### WHAT TO PRODUCE
Pull every "green" line out of the data below.

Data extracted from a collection
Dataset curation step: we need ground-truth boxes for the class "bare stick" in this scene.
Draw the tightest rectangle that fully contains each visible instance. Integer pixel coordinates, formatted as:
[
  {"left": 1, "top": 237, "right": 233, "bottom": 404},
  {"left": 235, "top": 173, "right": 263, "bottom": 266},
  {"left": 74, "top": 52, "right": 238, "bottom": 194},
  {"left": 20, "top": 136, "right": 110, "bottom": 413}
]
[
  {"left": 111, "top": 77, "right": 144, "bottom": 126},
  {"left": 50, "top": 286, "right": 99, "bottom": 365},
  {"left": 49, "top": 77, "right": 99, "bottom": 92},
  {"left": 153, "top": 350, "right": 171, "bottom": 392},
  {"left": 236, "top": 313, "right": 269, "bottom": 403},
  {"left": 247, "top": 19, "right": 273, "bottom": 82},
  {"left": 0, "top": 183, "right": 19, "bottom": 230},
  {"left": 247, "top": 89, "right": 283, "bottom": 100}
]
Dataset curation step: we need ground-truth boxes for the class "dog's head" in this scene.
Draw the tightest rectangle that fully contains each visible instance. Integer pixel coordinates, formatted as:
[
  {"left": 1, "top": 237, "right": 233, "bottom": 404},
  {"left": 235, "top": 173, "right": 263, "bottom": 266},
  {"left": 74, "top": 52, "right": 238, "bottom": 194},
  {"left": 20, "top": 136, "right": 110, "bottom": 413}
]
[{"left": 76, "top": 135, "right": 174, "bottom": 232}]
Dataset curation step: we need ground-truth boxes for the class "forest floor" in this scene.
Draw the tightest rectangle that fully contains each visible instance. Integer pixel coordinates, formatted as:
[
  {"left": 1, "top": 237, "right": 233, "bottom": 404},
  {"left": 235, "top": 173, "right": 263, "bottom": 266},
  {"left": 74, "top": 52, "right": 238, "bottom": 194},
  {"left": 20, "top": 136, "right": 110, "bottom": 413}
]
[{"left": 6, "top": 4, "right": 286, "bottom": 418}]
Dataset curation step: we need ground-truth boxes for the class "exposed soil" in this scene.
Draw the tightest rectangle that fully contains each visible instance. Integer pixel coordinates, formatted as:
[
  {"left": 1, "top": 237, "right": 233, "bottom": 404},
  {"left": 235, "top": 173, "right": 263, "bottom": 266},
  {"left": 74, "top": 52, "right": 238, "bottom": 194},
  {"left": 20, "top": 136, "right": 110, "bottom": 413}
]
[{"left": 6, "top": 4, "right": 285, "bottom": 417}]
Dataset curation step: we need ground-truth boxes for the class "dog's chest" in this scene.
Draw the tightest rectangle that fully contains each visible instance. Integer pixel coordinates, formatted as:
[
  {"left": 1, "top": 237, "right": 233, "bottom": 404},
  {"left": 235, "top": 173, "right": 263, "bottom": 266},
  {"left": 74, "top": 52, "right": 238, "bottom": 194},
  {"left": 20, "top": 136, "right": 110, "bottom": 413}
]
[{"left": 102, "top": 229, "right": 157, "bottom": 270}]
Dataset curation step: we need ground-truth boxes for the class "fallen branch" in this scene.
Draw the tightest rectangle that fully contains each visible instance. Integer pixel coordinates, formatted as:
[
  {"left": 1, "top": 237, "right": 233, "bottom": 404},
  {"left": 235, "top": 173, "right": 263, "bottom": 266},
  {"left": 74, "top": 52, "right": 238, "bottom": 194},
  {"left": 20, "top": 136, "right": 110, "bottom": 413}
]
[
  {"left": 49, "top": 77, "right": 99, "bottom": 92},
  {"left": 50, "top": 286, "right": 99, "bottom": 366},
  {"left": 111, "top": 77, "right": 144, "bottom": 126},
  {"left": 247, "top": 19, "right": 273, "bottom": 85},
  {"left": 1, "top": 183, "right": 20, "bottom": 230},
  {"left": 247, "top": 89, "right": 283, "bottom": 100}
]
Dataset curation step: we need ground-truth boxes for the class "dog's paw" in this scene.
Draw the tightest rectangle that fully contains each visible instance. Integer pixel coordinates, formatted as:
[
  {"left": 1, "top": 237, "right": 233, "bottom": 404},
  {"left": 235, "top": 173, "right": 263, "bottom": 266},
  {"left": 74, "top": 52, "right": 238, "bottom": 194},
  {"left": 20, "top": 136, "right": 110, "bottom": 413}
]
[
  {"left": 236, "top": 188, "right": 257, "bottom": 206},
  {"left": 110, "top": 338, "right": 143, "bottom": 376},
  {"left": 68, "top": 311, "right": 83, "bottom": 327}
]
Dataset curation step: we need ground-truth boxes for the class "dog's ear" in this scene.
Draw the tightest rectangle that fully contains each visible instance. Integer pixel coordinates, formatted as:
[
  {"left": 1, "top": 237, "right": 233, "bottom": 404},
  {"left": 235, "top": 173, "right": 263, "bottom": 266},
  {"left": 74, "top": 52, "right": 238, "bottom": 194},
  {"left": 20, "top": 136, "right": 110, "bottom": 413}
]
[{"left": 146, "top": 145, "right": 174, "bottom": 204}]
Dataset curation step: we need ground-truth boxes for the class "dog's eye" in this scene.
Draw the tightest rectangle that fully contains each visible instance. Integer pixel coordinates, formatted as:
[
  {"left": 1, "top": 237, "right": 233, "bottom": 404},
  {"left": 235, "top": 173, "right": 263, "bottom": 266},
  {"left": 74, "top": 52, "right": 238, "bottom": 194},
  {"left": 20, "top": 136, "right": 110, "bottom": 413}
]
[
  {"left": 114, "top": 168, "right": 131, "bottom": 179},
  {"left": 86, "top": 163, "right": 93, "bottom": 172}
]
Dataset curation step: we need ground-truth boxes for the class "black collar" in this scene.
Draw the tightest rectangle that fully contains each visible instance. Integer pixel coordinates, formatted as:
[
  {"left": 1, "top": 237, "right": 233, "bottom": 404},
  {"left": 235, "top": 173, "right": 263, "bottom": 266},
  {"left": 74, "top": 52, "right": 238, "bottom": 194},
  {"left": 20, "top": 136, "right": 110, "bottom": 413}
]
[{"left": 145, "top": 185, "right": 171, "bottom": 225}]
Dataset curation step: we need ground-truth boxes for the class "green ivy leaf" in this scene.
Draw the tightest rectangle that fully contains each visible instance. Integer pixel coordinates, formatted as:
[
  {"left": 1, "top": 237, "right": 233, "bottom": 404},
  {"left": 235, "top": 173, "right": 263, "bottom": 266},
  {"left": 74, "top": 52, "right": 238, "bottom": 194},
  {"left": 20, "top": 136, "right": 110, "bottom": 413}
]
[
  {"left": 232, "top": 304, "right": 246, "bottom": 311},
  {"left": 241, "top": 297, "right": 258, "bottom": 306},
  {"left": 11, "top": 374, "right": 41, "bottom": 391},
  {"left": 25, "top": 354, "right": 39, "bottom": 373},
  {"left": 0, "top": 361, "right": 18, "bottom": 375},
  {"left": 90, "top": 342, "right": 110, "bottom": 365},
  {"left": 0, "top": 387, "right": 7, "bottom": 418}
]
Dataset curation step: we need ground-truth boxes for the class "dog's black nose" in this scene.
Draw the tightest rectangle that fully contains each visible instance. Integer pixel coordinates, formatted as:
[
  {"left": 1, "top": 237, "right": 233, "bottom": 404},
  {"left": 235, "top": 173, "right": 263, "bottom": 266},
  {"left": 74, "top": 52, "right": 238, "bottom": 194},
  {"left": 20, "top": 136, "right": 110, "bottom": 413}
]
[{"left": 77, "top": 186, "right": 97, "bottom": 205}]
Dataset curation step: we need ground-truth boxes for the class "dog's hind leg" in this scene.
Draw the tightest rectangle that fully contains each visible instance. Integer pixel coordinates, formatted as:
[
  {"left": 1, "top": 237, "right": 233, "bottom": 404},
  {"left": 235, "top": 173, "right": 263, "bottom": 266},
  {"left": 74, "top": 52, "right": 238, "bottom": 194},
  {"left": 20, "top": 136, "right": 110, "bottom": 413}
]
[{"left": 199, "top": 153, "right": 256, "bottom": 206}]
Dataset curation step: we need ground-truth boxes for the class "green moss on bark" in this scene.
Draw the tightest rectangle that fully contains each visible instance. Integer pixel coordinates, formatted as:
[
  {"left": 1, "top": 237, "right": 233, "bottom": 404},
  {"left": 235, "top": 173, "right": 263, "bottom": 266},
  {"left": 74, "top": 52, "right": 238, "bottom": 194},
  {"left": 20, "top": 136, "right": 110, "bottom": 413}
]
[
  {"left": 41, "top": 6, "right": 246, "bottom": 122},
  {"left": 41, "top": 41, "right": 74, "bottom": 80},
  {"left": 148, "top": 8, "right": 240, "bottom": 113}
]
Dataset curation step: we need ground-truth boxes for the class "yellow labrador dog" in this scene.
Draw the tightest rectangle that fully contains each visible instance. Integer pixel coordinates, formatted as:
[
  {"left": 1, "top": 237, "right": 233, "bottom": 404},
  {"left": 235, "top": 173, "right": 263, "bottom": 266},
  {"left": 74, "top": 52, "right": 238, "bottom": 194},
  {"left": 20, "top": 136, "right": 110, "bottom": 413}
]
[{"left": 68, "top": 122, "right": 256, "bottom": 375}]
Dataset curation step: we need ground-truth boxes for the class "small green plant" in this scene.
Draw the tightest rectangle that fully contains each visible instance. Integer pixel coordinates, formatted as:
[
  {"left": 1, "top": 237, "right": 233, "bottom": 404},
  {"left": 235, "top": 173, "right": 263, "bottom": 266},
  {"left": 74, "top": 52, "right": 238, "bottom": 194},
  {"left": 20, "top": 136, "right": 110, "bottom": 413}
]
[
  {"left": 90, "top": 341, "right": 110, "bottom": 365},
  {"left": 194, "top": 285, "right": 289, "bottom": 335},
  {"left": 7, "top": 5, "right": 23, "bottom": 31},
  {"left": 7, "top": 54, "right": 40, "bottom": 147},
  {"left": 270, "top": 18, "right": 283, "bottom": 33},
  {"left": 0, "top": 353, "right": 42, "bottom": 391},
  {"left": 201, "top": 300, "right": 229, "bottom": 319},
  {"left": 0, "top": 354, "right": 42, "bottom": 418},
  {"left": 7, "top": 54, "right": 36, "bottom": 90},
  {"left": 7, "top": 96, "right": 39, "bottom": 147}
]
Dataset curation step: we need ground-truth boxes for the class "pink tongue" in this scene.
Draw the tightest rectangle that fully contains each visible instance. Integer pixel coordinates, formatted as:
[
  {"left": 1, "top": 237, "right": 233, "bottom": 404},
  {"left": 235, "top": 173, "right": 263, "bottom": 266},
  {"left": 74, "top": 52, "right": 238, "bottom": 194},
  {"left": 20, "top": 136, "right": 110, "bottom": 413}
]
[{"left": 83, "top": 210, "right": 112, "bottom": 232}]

### EXPECTED OUTPUT
Dataset curation step: we need ground-truth boxes for the class "green ivy leaf" in this scene.
Dataset curation step: we need ground-truth boxes for the class "green moss on bark" in this scene.
Dataset curation step: we need ground-truth boxes for the class "small green plant" in this scene.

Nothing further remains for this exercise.